[Записи точечной разметки]
# # # # # # #

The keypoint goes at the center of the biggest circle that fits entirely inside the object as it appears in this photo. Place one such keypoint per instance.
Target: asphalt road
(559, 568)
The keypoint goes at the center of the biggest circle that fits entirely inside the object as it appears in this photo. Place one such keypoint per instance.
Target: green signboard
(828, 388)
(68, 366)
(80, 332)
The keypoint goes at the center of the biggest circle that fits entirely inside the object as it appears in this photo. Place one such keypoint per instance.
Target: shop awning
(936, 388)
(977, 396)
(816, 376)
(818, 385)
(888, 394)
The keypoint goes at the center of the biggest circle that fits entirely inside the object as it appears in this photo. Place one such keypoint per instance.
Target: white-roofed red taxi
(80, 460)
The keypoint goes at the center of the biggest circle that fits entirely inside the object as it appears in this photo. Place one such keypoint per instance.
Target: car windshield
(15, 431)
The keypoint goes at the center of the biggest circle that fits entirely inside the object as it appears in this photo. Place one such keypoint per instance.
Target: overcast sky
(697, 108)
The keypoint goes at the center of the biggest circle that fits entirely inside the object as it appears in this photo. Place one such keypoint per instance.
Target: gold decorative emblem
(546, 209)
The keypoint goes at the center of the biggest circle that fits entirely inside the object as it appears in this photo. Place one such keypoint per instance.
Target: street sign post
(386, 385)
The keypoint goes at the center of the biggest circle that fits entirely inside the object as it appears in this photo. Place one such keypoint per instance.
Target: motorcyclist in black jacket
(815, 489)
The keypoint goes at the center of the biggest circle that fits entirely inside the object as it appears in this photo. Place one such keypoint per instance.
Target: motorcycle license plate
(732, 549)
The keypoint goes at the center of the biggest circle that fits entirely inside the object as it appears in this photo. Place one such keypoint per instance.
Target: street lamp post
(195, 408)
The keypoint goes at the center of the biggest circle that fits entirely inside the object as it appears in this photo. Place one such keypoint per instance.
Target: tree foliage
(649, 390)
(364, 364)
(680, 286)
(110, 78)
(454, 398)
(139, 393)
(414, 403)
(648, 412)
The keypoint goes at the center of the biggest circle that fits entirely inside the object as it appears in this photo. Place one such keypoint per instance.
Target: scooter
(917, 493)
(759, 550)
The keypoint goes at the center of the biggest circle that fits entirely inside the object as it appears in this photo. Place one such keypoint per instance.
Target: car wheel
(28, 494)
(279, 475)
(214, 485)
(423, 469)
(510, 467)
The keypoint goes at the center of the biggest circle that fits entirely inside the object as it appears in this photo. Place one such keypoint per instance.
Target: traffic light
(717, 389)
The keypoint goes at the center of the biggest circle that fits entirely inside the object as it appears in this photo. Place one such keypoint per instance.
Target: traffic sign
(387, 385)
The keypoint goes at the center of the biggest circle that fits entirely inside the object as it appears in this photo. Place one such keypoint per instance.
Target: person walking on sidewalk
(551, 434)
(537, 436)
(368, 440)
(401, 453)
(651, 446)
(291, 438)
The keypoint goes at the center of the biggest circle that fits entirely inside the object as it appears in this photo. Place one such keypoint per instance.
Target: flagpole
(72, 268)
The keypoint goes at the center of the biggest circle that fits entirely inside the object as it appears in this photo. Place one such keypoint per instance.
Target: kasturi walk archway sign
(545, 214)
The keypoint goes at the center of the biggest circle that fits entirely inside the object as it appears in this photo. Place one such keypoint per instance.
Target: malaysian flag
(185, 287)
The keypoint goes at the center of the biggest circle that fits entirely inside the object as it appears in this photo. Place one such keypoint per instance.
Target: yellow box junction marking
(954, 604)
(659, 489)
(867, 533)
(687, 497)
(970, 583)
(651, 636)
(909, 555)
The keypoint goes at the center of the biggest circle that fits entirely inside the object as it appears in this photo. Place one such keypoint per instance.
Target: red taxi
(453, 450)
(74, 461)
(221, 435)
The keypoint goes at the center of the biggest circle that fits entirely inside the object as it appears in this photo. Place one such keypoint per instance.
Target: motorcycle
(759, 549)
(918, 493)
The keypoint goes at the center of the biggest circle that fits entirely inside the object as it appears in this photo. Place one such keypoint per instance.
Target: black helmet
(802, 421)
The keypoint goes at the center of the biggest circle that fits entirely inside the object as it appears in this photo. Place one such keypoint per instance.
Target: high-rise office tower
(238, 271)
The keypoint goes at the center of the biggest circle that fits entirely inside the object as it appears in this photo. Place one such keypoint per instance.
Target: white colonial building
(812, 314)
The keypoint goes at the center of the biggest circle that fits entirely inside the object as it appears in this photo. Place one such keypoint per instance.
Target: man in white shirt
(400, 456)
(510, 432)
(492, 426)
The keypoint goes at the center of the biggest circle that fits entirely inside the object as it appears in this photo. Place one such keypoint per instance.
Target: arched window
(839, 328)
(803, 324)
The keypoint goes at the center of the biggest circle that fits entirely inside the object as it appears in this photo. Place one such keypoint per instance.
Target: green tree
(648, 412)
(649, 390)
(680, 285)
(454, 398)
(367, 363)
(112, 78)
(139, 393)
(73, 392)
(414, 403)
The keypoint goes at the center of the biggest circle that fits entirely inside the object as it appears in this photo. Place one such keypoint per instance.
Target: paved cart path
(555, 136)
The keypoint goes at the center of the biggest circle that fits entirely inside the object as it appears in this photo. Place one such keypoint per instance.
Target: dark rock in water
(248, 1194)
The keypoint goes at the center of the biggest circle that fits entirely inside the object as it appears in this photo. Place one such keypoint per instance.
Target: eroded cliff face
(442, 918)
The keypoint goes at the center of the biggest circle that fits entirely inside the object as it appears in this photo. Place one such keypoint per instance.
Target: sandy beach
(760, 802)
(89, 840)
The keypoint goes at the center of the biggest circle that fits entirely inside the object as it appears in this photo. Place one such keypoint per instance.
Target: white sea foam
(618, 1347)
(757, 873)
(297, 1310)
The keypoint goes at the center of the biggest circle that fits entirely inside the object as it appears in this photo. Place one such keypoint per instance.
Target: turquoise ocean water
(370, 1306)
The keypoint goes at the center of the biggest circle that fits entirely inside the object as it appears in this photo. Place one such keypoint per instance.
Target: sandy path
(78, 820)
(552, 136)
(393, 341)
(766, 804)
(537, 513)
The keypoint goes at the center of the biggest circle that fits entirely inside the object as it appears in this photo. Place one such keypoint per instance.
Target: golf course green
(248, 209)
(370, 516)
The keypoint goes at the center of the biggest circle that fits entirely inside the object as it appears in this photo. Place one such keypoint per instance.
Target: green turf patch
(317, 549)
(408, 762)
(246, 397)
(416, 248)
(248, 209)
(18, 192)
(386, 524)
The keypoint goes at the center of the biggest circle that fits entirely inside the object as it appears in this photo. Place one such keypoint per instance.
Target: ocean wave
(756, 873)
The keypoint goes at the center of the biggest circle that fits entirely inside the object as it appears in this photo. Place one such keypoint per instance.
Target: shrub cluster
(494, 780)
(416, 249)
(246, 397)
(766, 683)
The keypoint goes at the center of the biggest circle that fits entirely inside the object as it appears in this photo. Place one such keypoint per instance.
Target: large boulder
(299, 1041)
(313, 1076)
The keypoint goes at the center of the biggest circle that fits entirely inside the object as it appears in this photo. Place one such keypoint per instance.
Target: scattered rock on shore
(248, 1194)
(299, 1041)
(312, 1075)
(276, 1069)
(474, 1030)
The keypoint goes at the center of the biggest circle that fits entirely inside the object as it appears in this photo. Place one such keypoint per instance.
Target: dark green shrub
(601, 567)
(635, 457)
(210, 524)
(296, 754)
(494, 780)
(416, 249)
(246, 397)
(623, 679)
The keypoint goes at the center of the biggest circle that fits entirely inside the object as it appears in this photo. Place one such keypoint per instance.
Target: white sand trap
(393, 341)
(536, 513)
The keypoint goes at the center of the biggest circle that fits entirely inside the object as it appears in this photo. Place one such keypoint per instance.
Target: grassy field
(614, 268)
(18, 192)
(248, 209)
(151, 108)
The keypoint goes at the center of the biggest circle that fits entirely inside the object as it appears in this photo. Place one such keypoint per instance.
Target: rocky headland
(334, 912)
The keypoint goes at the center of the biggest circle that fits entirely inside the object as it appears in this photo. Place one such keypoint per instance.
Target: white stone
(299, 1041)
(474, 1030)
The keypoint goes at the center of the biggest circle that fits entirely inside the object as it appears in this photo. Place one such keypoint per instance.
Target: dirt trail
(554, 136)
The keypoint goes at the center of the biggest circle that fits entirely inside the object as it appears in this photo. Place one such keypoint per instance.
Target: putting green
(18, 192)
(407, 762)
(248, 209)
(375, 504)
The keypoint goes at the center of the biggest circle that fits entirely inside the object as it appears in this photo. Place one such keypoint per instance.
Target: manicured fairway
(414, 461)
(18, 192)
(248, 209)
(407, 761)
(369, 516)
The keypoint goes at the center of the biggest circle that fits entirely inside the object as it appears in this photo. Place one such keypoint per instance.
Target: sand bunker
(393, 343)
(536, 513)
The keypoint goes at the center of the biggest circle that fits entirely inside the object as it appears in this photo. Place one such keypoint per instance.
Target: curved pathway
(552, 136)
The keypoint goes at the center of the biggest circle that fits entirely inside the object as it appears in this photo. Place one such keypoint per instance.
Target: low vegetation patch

# # # # # # #

| УСЛОВИЯ ЗАДАНИЯ |
Соберите из записей выше все строки, в которых встречается слово «black», и приведите каждую из них целиком.

| ОТВЕТ |
Target: motorcyclist in black jacket
Target: black helmet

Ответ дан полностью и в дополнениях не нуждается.